┌─ Testo estratto

Soprattutto, anzi solo,
bisognerebbe aggiungere, nella massa, quindi nei regimi democratici di massa.
Dove i molti sono azionati dai pochi, attraverso l’opinione pubblica –
informazione, proclami, ragionamenti.
Medea – È la Sorge di Faust- Goethe e Heidegger? Per l’alternanza
della radice med- invece di mod-, che Nicola Gardini (“Le dieci parole
latine”, p. 59) attesta interessare “molte radici antiche, sia del greco sia
del latino”. E porta tra gli esempi il verbo medeor, io provvedo a, io curo: “La radice med- indica riflessione, pensiero mirato”, spiega Gardini.
Attestata, oltre che in latino, anche in greco, “per esempio nell’arcaico, già
omerico, médea, “pensieri”, “piani”.
Pessimismo – Rende schiavi.
Del potere.
Forse
aiuta la conoscenza, ma non è certo – la conoscenza è propedeutica al bene, che
comincia da se stessi. Dell’opinione. Del denaro. Della speculazione al
ribasso. Della speculazione al rialzo. Le mani forti – chi è più furbo, cinico,
avido - lo seminano a piene mani: il culto della crisi.

└─
┌─ Dati estratti

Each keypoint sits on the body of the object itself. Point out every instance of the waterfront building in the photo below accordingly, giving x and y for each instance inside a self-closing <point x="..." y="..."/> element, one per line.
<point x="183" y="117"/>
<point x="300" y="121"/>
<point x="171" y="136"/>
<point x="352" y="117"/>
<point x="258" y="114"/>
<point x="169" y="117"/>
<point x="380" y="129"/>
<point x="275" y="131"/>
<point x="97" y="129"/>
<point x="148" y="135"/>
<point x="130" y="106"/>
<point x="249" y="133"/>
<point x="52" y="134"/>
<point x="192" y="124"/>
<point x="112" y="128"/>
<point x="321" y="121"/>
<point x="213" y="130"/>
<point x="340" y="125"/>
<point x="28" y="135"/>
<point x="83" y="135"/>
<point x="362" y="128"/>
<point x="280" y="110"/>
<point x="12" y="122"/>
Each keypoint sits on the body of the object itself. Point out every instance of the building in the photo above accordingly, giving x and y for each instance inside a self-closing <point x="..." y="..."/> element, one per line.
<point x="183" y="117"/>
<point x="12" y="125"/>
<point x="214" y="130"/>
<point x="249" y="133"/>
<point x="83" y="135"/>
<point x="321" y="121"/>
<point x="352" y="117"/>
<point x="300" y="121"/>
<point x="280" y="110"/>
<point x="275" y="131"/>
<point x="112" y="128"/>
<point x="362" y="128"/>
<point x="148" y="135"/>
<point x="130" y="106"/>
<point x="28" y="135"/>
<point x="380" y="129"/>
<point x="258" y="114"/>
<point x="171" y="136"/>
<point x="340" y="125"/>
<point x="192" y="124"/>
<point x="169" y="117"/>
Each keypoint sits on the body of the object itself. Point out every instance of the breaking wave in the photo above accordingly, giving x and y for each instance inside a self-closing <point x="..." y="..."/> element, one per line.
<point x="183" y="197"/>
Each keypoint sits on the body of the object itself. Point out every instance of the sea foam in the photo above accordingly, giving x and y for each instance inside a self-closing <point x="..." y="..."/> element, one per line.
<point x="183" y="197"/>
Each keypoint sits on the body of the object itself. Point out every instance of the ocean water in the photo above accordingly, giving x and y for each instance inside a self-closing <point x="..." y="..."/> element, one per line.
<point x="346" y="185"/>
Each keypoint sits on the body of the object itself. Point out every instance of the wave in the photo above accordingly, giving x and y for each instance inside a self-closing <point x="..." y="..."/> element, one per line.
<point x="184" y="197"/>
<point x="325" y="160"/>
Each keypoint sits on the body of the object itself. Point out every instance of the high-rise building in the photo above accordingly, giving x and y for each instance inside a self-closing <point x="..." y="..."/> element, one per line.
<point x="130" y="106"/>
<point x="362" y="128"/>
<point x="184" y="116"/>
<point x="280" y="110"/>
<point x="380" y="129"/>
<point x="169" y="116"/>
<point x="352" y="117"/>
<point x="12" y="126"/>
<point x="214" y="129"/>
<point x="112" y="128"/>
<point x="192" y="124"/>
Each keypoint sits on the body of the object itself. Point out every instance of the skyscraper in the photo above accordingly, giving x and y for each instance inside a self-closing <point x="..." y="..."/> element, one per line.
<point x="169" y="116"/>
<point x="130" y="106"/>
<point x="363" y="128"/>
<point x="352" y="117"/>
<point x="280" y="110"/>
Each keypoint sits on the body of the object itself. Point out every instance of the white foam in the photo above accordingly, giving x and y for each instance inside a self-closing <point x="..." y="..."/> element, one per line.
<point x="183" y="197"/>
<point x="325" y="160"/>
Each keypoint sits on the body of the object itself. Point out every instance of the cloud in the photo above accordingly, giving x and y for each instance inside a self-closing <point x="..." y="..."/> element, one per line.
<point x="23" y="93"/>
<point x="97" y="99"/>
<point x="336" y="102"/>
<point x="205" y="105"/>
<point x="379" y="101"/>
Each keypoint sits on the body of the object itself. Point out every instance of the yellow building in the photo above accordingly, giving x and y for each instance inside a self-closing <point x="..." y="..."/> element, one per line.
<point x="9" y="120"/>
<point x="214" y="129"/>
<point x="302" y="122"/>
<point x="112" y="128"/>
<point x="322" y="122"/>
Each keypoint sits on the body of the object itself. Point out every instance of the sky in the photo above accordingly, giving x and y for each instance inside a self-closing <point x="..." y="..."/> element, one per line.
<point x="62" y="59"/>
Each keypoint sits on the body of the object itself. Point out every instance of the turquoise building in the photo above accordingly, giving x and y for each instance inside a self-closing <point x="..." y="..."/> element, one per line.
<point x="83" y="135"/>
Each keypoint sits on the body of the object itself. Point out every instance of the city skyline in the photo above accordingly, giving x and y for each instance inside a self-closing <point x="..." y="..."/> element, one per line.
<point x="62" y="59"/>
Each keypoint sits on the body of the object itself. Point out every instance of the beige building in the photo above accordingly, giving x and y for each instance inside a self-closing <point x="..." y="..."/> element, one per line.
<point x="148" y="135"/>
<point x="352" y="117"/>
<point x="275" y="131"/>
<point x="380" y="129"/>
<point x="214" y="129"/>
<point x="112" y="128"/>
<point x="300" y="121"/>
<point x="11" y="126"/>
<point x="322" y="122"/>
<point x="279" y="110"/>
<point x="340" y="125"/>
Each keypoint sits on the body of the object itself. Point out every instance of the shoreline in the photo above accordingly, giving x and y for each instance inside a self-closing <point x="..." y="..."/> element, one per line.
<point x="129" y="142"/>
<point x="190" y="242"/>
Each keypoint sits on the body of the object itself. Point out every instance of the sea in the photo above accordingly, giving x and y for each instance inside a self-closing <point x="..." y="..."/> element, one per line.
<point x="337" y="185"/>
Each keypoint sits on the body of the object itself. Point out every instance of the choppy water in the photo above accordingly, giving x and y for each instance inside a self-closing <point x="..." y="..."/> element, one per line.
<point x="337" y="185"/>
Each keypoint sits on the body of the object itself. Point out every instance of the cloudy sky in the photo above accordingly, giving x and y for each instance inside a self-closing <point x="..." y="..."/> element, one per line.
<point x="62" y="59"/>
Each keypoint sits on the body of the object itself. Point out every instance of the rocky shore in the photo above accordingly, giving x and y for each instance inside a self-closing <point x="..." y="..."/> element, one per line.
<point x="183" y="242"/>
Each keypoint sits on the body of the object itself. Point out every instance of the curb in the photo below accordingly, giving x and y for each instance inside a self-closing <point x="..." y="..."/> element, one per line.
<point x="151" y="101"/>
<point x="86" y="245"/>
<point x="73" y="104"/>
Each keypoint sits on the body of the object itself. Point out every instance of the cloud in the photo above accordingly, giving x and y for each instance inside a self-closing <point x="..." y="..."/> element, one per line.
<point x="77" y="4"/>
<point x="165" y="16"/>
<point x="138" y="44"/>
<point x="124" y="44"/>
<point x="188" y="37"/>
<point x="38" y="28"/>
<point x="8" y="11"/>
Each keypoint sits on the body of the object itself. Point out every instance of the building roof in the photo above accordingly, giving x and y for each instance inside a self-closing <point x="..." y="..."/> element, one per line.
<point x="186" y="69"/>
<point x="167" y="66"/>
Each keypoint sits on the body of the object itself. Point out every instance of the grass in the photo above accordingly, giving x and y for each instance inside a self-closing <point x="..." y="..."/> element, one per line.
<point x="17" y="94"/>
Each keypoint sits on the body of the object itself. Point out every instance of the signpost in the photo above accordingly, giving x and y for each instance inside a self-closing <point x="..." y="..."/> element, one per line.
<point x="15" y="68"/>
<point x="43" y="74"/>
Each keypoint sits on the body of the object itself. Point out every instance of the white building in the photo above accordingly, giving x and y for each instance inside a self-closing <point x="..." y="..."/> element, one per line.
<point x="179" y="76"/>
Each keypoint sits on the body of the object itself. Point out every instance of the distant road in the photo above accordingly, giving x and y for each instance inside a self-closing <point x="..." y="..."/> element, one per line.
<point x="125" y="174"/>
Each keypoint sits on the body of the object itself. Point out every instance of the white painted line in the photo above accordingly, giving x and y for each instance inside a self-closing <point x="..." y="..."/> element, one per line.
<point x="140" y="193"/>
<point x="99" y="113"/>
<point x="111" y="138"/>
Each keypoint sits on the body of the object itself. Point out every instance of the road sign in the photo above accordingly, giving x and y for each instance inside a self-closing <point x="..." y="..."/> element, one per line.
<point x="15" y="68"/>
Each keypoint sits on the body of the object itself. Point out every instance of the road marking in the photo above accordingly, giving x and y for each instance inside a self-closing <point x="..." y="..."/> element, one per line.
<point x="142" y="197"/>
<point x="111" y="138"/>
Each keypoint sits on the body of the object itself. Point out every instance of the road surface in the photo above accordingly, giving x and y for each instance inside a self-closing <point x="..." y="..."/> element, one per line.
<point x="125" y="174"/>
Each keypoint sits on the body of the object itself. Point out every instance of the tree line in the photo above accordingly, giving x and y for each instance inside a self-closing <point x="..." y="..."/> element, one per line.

└─

* **Cosa fare**
Traduci in inglese questa frase del testo estratto: "Le mani forti – chi è più furbo, cinico, avido - lo seminano a piene mani: il culto della crisi." I record arrivano da un'altra fonte.

* **Risposta**
The strong hands – whoever is craftier, more cynical, greedier – sow it far and wide: the cult of crisis.